Galadriel URL in Browser

As you can see in the figure above, you can also add multiple query parameters by separating them with an &. For example, if we wanted to get all other elves besides Galadriel, we could use the does not match query parameter name!=Galadriel and chain that with the race query parameter race=Elf.

url = 'https://the-one-api.dev/v2/character?name!=Galadriel&race=Elf'
response = requests.get(url, headers=authorization_headers)
print(f"Total number of elves besides Galadriel: {response.json()['total']}")

Finally, we can also use the id in each data returned from the API to get more specific data. For example, if we wanted to get data about all the movie quotes of Galadriel, we could first get the id of Galadriel and then use that id to get data about her quotes.

url = 'https://the-one-api.dev/v2/character?name=Galadriel'
response = requests.get(url, headers=authorization_headers)
galadriel_id = response.json()['docs'][0]['_id']
quote_url = f'https://the-one-api.dev/v2/character/{galadriel_id}/quote'
response = requests.get(quote_url, headers=authorization_headers)
print(response.json())

Finally, let’s use the time library in Python so that we don’t exceed the 100 requests every 10 minutes limit.

import time

url = 'https://the-one-api.dev/v2/character?name=Galadriel'
response = requests.get(url, headers=authorization_headers)
galadriel_id = response.json()['docs'][0]['_id']
quote_url = f'https://the-one-api.dev/v2/character/{galadriel_id}/quote'
response = requests.get(quote_url, headers=authorization_headers)
print(response.json())
time.sleep(10)

Understanding how to use query parameters and how to use the id of data returned from an API is critical to working with APIs, as it allows you to get specific data from an API. This is especially important when working with large datasets, as it allows you to filter and sort data to get the data you need. Remember collecting all the data is not always the best option, and can actually lead to more work depending on your research question.

Python API Wrappers

So far we have been using the requests library to make our API calls, which is usually how you should work with APIs. However, occasionally, developers will create Python libraries to work with APIs, which can make working with APIs easier. These libraries are called API wrappers, and they are essentially Python libraries that provide a set of functions to work with an API.

You can imagine if instead having to write a requests.get method every time you wanted to get a character and their number of quotes from The One API, we could instead write a Python Class that would make the request and store the data for us. This is what an API wrapper does, it abstracts the process of making requests to an API and allows you to work with the data more easily.

Indeed, a developer named Nathanial Hapeman has created one for The One API, which you can see here https://pypi.org/project/nrh-lotr/0.0.3/. If you want to try out this library, all you have to do is type pip install nrh-lotr==0.0.3 in your terminal.

LOTR Library

If you scroll down to Usage section, you can see how the developer has created a class called LOTR that takes your api key and then makes requests for you.

◆ INFORMATION SUPPLIED:
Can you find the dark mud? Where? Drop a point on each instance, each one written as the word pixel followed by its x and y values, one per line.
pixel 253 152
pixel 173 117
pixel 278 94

◆ TASKS FOR THIS EXERCISE:
**A.** Answer these from the API tutorial:
(i) What character separates multiple query parameters in a URL?
(ii) What request limit is the time library used to avoid exceeding?
(iii) What is the name of the class that the wrapper's developer created?
**B.** Echo the part of the API tutorial starting with "Indeed, a developer" and going on through "requests for you.".
This material has nothing to do with the API tutorial.

◆ THE REPLIES:
**A.**
(i) An &.
(ii) 100 requests every 10 minutes.
(iii) LOTR.

**B.**
Indeed, a developer named Nathanial Hapeman has created one for The One API, which you can see here https://pypi.org/project/nrh-lotr/0.0.3/. If you want to try out this library, all you have to do is type pip install nrh-lotr==0.0.3 in your terminal.

LOTR Library

If you scroll down to Usage section, you can see how the developer has created a class called LOTR that takes your api key and then makes requests for you.